# SELECTION:
They added: “As Prime Minister and Minister for the Union, we urge you to reconsider the deeply flawed plans and engage with those with experiences of the system as it is now – the people with lived experience of rebuilding their lives in safety in Scotland and the rest of the UK.”
The groups called for UK ministers to “set out clearly how they will engage with devolved governments to ensure that a fair and humane asylum system can be developed that works for all four nations of the UK”.
And Sabir Zazai, the chief executive of the Scottish Refugee Council, said: “These proposals are a direct threat to the very principle of providing asylum, and put plainly, are the biggest threat to refugee rights in the UK that we have seen for decades.
“The plans fundamentally misunderstand the life or death nature of seeking asylum, and have been drafted without any input from people with experience of the asylum system.
“The fact is that for the vast majority of people seeking protection, doing so through an organised and official route is simply impossible. There is no illegal route to seek asylum, and the UK Government is perfectly aware of this.”
He described the UK Government’s planned use of temporary reception centres as another serious concern, saying: “We have seen so many examples of unacceptable conditions in these types of places, such as the army barracks being used in England and hotel rooms across the UK.
“We believe everyone has the right to a home, a house or a flat, within a community, not separate and distanced and behind barbed wire fences.”

# STORED DATA:
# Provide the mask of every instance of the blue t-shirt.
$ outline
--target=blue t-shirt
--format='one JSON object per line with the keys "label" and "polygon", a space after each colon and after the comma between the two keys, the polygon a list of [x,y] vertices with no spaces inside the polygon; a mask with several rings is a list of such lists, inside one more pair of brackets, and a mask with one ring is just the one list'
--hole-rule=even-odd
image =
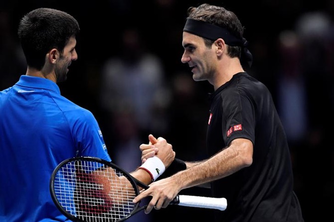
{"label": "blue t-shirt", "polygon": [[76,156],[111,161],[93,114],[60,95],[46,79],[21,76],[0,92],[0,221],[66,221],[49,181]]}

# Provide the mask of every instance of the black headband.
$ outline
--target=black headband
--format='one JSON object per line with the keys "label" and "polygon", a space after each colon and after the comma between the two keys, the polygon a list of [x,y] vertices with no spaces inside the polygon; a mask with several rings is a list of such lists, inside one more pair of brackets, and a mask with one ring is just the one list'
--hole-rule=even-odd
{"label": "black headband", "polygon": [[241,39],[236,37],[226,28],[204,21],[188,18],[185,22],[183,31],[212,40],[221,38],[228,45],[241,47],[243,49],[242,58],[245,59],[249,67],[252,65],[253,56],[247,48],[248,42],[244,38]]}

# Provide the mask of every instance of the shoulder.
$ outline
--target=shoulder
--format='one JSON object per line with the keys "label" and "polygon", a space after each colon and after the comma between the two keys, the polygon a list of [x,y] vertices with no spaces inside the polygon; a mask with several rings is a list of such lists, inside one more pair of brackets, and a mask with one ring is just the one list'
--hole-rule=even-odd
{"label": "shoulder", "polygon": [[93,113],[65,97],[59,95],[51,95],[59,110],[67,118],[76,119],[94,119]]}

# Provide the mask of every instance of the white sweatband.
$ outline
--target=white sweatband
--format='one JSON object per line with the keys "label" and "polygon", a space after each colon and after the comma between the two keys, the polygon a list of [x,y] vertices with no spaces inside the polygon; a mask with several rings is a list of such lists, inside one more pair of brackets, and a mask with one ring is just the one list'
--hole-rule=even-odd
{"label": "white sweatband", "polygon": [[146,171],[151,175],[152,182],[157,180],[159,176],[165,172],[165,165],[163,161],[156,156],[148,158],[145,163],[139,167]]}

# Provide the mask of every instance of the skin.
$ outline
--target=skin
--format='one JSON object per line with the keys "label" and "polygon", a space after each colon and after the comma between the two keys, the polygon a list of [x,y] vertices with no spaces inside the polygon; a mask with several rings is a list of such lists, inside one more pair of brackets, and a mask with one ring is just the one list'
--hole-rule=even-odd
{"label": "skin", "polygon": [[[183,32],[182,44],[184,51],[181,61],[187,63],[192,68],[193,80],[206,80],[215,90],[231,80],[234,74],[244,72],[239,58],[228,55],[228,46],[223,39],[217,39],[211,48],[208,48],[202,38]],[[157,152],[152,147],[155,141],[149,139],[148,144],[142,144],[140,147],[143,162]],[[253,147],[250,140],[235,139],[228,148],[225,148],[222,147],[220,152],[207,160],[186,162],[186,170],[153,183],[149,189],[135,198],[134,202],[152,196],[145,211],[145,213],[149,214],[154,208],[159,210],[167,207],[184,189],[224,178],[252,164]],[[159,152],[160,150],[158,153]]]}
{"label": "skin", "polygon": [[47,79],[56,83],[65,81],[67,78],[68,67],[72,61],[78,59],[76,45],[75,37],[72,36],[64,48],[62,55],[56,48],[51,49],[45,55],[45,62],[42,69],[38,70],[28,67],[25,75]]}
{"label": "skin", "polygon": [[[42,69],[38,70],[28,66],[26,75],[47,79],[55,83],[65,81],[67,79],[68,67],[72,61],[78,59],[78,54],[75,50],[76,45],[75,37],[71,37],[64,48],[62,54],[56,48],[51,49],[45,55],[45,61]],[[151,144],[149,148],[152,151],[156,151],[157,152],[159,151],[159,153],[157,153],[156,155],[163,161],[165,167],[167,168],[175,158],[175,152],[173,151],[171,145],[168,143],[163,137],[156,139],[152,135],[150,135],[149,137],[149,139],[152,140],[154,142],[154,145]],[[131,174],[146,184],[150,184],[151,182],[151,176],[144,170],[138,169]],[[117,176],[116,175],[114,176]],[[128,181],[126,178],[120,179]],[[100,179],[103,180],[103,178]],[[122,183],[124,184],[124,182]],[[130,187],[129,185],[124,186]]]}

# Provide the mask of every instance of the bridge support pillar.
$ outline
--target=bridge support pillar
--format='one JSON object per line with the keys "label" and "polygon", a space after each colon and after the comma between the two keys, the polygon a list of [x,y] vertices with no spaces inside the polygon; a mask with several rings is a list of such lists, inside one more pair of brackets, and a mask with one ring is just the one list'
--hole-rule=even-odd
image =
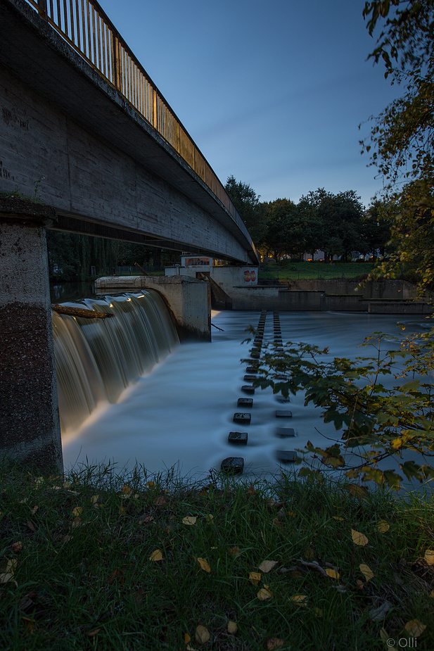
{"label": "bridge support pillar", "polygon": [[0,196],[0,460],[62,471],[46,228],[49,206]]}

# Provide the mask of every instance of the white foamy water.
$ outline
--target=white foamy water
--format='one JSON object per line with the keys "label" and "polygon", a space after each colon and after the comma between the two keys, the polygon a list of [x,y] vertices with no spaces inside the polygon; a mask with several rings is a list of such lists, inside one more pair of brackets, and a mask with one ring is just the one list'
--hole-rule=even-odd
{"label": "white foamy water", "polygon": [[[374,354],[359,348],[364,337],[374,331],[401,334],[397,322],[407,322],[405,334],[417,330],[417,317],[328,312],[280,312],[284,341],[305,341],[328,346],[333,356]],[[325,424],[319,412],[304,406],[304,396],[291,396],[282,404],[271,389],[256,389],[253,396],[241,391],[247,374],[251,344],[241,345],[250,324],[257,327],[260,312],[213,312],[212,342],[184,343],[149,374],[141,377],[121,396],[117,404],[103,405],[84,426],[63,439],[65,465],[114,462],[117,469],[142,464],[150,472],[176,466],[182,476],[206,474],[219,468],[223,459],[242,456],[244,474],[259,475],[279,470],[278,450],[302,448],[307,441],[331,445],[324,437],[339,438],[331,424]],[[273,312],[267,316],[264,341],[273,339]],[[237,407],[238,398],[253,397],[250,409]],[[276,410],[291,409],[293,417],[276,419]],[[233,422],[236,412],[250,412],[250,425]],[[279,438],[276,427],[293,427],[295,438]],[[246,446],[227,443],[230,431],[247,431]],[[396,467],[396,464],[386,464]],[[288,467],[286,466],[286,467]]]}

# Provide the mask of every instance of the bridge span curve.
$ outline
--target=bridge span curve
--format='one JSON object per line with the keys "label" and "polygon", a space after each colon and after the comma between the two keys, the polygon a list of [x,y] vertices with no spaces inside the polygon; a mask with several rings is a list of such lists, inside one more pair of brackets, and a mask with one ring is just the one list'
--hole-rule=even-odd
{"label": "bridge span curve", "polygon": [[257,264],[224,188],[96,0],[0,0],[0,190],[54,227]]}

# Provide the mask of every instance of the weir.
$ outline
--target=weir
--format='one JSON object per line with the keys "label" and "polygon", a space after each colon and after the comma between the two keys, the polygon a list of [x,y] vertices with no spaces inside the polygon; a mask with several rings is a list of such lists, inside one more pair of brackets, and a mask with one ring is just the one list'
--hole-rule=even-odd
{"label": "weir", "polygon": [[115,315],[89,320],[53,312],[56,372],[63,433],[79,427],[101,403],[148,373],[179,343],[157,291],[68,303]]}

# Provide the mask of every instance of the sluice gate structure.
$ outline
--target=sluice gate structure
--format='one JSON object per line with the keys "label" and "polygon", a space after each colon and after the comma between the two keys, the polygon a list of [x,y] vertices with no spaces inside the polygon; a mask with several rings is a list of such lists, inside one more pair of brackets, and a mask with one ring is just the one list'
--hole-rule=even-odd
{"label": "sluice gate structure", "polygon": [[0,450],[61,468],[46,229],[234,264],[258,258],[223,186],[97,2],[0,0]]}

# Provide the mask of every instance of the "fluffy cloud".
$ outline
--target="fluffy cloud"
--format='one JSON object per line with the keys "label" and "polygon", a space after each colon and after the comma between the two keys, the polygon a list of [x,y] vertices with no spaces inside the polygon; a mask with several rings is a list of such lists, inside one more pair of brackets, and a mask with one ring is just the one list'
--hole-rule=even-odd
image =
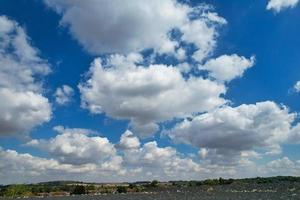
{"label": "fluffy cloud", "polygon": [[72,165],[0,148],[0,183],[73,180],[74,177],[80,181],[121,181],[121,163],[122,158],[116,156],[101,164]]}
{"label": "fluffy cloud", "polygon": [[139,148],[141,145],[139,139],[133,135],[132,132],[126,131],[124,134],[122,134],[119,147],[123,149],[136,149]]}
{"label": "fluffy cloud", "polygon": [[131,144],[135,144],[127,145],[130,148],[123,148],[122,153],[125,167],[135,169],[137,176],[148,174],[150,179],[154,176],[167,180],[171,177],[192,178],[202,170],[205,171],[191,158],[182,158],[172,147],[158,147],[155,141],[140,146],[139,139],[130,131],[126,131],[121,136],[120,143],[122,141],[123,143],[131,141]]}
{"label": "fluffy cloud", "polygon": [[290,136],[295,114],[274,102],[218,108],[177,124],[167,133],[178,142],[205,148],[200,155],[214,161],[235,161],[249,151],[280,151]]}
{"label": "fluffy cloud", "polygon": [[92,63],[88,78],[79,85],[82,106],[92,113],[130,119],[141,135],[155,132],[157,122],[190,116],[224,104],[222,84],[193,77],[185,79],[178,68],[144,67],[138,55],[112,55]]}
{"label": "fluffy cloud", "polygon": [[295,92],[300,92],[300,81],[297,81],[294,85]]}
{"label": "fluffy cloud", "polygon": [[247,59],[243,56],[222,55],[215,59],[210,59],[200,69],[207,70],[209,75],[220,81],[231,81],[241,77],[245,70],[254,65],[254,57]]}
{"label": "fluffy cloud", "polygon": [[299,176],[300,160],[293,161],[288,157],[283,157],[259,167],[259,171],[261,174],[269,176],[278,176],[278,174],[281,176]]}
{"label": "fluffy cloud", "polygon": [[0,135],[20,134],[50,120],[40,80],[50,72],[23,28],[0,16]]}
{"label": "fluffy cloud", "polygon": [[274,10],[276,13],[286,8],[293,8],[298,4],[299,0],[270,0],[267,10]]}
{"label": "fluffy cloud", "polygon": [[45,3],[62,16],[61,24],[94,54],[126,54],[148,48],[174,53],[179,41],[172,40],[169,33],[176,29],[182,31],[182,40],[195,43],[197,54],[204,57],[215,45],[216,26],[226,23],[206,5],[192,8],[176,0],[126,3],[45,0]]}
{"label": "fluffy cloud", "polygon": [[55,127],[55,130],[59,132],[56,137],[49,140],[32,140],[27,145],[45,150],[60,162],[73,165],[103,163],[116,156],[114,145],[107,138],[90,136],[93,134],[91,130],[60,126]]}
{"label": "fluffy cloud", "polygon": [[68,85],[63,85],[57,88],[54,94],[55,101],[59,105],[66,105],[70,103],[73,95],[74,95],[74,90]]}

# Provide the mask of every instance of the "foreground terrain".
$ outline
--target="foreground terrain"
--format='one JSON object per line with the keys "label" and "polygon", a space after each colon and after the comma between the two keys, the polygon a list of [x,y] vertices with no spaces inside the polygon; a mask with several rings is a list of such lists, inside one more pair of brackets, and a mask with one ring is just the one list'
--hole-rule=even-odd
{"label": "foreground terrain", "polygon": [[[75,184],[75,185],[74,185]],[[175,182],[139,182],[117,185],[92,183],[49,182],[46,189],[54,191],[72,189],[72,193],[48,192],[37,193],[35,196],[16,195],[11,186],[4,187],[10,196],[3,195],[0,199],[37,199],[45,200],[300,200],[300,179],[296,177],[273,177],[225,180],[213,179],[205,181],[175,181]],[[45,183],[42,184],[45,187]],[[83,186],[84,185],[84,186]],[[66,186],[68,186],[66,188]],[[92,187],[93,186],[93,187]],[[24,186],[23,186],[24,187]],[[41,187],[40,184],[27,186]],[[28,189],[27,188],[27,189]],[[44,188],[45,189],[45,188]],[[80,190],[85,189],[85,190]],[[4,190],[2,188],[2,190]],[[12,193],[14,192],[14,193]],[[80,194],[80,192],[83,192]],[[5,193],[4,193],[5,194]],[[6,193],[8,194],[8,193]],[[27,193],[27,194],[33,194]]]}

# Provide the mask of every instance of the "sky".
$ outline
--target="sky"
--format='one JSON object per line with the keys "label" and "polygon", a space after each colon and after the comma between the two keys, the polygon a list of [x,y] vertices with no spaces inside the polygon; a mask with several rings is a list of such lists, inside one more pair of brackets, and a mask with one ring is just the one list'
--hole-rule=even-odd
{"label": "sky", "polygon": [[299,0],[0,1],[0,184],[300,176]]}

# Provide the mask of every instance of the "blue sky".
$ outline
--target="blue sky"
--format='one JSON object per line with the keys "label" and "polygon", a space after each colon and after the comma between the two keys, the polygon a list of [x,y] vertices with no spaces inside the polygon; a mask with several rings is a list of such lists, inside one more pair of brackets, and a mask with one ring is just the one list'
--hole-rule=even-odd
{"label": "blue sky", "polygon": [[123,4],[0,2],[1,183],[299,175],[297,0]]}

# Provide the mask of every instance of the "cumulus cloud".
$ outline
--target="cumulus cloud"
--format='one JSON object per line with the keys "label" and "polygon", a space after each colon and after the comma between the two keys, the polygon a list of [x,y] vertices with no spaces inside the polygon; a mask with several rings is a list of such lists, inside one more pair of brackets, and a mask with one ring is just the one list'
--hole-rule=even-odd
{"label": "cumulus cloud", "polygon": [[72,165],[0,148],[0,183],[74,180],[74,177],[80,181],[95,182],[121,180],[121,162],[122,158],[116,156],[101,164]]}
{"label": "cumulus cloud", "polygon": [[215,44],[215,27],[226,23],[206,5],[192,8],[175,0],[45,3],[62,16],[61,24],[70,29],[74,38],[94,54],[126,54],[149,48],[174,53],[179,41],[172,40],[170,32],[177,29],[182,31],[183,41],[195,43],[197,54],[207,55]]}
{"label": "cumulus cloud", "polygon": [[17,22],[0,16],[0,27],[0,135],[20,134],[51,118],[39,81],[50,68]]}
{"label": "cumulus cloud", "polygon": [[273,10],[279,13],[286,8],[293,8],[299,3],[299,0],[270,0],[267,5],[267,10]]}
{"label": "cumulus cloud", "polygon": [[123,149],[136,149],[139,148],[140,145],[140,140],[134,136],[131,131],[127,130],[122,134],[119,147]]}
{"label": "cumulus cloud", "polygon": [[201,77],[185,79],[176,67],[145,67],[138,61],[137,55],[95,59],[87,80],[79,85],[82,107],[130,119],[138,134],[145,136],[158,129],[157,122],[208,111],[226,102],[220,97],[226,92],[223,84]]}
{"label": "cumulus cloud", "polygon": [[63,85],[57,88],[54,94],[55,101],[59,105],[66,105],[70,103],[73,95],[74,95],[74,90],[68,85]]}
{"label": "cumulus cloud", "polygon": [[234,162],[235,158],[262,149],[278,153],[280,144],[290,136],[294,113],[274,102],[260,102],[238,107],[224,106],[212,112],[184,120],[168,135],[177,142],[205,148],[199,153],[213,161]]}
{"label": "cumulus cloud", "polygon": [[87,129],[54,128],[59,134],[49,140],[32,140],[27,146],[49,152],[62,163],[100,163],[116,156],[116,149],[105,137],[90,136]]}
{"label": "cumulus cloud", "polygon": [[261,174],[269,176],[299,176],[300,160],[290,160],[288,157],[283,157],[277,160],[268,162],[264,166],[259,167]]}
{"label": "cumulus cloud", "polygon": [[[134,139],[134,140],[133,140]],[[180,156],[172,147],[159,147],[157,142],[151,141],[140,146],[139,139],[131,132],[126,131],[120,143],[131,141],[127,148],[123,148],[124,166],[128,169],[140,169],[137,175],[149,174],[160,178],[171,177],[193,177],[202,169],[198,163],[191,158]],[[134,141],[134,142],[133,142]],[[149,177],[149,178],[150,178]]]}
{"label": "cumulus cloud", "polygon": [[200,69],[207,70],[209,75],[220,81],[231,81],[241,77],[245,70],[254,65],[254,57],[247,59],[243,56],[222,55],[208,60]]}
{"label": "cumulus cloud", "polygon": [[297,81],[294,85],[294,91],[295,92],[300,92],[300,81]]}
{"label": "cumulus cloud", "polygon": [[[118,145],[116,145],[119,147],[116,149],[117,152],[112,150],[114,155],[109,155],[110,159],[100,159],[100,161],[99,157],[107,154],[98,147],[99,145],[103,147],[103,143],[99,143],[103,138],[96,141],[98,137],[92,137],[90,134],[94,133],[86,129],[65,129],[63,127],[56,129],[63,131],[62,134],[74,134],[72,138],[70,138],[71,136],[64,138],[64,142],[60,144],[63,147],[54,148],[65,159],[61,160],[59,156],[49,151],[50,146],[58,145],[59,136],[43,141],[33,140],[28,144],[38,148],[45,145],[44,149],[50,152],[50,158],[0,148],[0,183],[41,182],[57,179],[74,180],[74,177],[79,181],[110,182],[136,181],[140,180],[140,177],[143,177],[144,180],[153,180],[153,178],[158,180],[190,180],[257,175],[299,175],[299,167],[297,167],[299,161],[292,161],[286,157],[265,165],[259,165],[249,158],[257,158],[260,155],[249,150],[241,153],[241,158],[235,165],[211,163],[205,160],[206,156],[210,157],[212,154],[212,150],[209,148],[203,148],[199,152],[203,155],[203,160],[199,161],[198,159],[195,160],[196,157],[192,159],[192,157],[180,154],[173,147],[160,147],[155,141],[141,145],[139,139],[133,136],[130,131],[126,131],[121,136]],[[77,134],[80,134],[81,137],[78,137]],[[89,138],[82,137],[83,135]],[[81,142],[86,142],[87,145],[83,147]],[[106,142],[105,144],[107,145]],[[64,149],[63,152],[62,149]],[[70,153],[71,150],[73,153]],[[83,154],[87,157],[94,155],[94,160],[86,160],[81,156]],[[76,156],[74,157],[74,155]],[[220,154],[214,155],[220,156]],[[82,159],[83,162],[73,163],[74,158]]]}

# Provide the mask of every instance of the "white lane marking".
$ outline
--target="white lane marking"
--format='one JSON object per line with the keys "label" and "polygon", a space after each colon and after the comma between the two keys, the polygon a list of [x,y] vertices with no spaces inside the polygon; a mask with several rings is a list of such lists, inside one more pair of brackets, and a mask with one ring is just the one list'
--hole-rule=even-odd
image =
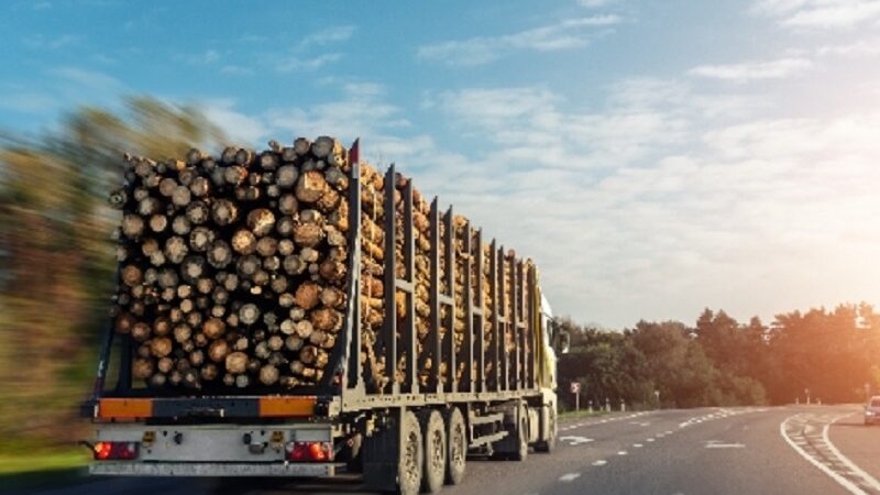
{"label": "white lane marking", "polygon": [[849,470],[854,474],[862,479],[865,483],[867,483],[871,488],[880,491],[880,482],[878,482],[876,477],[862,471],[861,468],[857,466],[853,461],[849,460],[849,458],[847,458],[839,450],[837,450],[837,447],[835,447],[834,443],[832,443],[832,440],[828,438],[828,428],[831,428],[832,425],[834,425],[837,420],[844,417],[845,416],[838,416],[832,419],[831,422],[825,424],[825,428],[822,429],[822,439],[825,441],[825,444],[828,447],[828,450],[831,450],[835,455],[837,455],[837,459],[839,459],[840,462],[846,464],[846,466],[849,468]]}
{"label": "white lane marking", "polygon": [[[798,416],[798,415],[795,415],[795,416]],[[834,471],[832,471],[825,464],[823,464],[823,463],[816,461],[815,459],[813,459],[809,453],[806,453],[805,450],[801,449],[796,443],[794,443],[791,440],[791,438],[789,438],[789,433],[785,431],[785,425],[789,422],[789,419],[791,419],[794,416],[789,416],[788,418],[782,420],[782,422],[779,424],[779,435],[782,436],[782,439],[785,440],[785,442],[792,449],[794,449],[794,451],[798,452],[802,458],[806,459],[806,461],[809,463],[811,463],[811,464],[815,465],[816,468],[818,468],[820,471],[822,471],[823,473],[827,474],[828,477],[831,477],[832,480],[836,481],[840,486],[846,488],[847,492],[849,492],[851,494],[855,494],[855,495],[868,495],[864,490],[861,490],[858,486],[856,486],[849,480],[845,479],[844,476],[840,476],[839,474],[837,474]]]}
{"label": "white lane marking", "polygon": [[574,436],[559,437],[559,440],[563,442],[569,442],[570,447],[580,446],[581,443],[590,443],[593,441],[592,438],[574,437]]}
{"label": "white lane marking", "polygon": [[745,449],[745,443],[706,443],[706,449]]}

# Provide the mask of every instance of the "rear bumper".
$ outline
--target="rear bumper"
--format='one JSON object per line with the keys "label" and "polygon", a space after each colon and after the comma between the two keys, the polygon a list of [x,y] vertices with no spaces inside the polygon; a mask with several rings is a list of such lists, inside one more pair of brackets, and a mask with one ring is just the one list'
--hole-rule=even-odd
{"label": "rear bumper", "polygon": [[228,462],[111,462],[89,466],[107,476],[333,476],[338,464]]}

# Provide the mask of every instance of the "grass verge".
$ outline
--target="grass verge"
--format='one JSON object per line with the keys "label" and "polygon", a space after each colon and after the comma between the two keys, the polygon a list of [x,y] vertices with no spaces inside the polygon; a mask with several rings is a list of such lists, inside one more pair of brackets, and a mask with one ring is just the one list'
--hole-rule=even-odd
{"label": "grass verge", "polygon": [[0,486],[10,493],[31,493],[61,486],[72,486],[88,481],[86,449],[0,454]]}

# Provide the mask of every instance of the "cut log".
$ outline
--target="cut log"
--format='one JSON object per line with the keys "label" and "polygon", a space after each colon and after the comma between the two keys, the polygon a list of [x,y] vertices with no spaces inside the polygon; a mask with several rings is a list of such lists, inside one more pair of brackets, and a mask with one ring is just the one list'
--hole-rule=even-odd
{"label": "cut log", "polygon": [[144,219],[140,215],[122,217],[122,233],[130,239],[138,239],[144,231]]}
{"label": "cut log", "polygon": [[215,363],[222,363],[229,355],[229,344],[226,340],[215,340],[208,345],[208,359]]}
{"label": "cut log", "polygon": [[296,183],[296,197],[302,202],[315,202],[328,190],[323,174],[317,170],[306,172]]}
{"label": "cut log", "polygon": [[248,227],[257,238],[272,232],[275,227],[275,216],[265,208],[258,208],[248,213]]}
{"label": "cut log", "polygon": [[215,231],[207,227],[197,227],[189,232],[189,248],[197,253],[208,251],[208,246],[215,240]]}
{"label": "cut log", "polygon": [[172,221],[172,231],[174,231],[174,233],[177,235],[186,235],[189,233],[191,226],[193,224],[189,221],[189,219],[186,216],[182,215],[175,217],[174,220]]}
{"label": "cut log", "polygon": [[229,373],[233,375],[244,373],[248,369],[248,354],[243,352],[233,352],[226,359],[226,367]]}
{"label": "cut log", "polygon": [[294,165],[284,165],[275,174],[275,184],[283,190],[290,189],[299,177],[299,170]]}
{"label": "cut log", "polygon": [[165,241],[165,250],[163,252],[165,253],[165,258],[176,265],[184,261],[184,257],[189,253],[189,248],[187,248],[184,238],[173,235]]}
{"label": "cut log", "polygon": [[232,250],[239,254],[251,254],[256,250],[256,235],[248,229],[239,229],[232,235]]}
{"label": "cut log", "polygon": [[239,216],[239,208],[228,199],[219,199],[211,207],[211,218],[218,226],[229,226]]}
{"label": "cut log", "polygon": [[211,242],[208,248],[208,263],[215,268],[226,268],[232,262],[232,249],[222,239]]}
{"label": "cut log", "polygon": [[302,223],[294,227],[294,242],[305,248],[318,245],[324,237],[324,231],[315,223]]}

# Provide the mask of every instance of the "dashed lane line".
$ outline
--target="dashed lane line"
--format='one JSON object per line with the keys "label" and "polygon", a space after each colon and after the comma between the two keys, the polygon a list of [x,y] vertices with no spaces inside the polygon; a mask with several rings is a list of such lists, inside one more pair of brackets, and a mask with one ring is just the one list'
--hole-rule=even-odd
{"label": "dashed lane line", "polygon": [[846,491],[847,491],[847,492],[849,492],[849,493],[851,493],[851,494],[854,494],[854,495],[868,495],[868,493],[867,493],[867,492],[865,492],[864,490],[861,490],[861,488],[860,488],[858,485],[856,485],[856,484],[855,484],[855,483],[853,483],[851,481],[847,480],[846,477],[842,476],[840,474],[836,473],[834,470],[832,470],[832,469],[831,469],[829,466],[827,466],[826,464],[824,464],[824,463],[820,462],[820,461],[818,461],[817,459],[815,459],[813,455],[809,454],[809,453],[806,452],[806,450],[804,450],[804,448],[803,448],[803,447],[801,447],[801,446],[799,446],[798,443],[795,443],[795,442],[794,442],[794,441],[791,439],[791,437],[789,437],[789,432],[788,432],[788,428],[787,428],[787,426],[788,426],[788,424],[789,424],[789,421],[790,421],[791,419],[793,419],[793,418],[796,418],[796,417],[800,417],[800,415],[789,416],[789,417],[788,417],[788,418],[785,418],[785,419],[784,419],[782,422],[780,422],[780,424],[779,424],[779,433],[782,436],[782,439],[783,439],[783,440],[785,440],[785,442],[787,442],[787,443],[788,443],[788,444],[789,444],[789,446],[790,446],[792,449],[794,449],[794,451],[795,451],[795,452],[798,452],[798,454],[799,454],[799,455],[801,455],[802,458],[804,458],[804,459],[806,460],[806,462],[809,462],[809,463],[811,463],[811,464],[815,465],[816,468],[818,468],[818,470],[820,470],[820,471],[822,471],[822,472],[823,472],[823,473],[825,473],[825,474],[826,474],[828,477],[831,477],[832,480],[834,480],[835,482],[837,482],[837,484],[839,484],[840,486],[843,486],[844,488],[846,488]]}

# TASKS TO PERFORM:
1 > From the rows, output as a numbered list the lines from the one containing "# Provide the mask of every instance of the bridge support" to the one containing "--target=bridge support pillar", leaving out blank lines.
2 > Write what comes next in the article about the UK asylum plans, picking up after its final sentence.

# PER-TASK ANSWERS:
1 >
1. # Provide the mask of every instance of the bridge support pillar.
2. $ outline
3. --target=bridge support pillar

2 >
Mr Zazai also stated: “Many of these proposals directly intrude on the devolved competences of the Scottish Parliament and Scottish Government, such as the Scottish legal system, anti-trafficking legislation and age assessment process.
“The consultation period for these proposals runs at exactly the same time as the Scottish elections, meaning many Scottish authorities have been unable to respond.”
A UK Government spokesman said: “We have a responsibility to put the New Plan for Immigration into action so that we can fix the broken asylum system, helping people based on need, not the ability to pay people smugglers.
“The consultation has been open for over a month and thousands of stakeholders and members of the public from across the UK have shared their views. We will consider all responses carefully before bringing forward legislation.
“We recognise the importance of successfully integrating those resettled in the UK and the New Plan sets out a number of measures to support this, including immediate indefinite leave to remain for those that arrive through safe and legal routes.”